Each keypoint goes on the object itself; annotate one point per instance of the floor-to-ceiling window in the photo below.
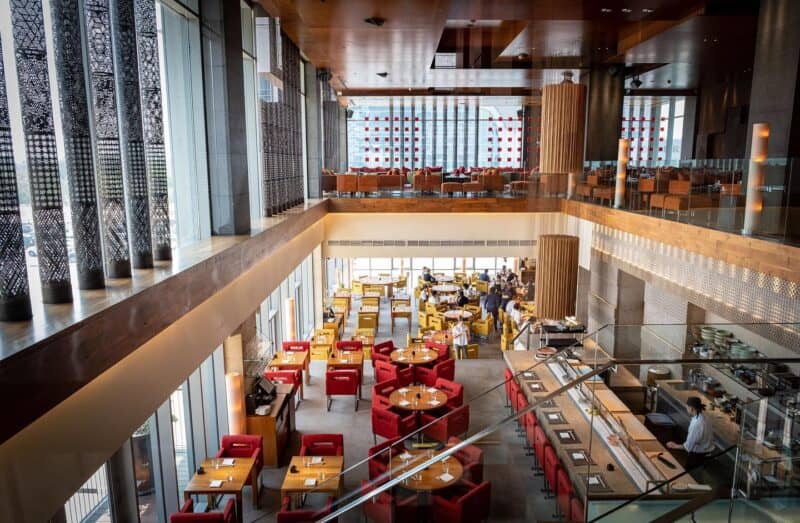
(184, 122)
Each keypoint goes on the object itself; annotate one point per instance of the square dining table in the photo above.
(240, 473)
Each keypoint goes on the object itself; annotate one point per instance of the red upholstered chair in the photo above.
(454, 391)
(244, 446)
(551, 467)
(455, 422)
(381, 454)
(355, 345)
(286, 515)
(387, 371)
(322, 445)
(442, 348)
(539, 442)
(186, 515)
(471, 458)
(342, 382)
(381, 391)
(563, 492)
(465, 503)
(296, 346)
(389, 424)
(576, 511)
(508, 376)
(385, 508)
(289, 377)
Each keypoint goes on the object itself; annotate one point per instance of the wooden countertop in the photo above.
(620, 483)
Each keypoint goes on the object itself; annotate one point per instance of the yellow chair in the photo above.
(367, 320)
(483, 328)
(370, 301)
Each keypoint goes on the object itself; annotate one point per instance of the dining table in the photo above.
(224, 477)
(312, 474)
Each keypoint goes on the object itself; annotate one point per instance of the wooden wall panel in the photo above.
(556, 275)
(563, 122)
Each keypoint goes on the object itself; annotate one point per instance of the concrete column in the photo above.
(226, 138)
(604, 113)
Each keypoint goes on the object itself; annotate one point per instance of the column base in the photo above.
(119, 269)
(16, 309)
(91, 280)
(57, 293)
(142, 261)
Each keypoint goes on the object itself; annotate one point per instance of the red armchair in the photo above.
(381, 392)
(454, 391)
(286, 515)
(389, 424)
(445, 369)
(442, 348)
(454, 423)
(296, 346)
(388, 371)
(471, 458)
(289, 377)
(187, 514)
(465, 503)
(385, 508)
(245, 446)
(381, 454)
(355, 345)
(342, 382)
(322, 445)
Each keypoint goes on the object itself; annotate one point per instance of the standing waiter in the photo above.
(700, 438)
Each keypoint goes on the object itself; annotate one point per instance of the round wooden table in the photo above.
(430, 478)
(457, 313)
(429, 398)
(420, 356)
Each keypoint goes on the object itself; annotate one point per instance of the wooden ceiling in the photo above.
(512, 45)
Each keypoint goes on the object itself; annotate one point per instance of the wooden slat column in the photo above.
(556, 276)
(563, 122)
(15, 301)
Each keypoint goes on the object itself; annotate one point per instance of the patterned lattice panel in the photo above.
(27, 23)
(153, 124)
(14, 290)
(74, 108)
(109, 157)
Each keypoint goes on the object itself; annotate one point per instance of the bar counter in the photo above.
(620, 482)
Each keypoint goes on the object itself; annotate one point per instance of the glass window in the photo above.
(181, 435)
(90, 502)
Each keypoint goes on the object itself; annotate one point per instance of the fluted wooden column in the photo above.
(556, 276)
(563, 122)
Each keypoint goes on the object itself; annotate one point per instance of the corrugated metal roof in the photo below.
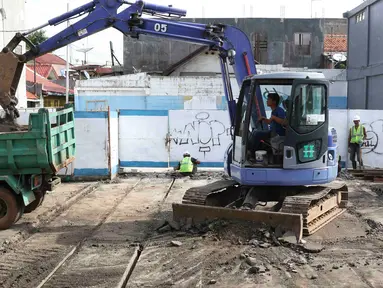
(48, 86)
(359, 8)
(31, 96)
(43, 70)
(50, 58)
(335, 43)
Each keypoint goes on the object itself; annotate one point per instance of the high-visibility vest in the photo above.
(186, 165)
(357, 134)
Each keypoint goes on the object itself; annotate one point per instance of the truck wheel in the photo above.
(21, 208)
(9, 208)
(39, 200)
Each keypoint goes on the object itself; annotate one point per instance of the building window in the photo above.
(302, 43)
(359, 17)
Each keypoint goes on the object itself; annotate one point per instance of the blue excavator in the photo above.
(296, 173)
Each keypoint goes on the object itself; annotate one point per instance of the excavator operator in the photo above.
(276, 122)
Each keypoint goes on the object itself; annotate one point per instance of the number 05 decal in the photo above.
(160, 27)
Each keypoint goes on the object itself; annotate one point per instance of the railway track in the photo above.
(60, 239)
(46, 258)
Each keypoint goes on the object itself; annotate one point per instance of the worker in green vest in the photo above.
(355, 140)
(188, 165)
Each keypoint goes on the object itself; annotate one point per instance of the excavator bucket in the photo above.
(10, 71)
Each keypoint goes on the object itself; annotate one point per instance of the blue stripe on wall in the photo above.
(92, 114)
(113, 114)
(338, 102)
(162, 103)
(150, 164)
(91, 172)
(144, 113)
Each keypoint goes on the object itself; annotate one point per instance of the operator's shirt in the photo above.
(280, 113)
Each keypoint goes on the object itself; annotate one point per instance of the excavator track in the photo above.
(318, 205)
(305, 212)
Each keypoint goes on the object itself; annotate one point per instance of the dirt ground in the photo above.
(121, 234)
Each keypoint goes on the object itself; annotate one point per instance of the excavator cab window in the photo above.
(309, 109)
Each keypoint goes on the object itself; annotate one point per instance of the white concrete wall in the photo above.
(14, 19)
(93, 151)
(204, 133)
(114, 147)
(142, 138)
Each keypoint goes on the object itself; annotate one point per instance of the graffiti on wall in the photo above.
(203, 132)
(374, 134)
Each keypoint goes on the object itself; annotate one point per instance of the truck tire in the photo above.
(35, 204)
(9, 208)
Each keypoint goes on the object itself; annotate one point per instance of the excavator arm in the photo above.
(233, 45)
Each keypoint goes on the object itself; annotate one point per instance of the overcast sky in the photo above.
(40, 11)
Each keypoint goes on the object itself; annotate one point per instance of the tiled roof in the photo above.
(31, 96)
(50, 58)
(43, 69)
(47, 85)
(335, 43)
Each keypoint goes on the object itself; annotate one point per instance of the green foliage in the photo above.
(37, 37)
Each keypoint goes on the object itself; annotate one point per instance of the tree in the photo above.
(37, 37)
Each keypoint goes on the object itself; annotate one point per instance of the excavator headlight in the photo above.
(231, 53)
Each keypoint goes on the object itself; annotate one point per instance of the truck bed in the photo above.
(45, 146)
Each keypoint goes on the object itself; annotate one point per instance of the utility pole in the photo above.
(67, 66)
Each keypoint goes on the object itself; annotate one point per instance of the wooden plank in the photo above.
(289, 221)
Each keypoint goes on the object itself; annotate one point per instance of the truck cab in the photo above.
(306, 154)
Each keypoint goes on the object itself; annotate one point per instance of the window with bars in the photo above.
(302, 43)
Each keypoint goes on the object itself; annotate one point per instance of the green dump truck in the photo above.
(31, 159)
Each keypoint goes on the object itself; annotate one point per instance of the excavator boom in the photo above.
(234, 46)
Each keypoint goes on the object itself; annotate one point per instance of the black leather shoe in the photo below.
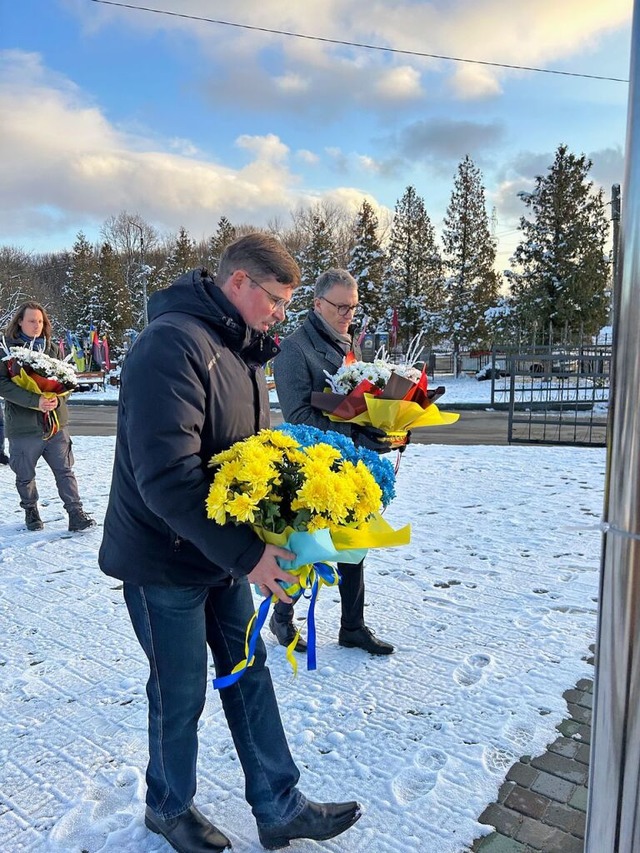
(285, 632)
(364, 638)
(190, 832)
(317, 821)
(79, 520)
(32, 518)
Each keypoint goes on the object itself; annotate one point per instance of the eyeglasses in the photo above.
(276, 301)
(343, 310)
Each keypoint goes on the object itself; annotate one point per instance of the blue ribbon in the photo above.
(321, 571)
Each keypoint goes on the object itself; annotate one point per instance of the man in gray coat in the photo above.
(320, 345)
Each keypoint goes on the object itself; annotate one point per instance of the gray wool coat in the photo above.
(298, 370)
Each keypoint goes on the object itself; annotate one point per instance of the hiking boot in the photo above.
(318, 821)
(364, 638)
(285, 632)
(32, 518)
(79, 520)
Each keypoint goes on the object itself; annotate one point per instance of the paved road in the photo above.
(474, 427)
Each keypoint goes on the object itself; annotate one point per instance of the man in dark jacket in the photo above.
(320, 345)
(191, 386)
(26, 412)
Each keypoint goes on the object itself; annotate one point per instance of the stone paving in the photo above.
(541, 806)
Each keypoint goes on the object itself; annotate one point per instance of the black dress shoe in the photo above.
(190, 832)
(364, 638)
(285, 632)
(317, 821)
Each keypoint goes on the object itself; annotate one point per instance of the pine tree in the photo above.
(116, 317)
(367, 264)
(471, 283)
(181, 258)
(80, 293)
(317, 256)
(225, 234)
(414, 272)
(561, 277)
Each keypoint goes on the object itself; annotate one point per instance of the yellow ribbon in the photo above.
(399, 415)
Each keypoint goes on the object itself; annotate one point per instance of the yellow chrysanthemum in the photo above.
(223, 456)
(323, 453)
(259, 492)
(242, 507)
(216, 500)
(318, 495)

* _Aim_
Set down exactly, from the line that contains "shoe in the photo below." through the last line of the data, each line as it stands, and leave the pictures out.

* _Expected answer_
Each keypoint goes on the object itself; annotate one point per instance of the black leather shoe in the photo below.
(285, 632)
(364, 638)
(190, 832)
(317, 821)
(79, 520)
(32, 518)
Each keypoint goes on the object itself; annotate one point per instance of the eyeglasses in the photo above.
(276, 301)
(343, 310)
Each keypoint goes on the object itself; annotate one point per instance of the blue ribbon in the photo above.
(321, 571)
Each keypoint goes on the object itself; annotate one point per instance of the man in gray coat in the photo above.
(320, 345)
Each keypoint goes on the object itself; annotate one point per instance of the gray wool coat in the photo above.
(298, 370)
Each keypoint goes on the object itself; annotate one point per instance of the hiking boot in the photo above.
(318, 821)
(364, 638)
(285, 632)
(32, 518)
(79, 520)
Each keypoint goes on the object itself; annotate one point per instance of the paved road in the photo above.
(474, 427)
Each keypoint goes on the object itself; annotate one point per instance of the man in dark jacket in the photo above.
(320, 345)
(191, 386)
(26, 412)
Each keypoint goes on the object itself; annotate one point per instance of the stone paving in the photo above.
(541, 806)
Each keypoint goes on the object itself; annotate one point per instance of the black dress shoe in the photo above.
(190, 832)
(364, 638)
(285, 632)
(317, 821)
Each keypoint goes on the object itself; annotate one point per instance of the pine tree in the photo above.
(116, 317)
(367, 264)
(471, 283)
(181, 258)
(80, 293)
(317, 256)
(225, 234)
(414, 272)
(561, 277)
Each keypoint goes on the object itself; annotate one point per instance of the yellow ribbon in the photo above.
(399, 415)
Each keypoint goes on the object itself; annotate one point per instance of the yellow chrysanthemum in the photo above.
(223, 456)
(323, 453)
(259, 492)
(242, 507)
(216, 500)
(318, 495)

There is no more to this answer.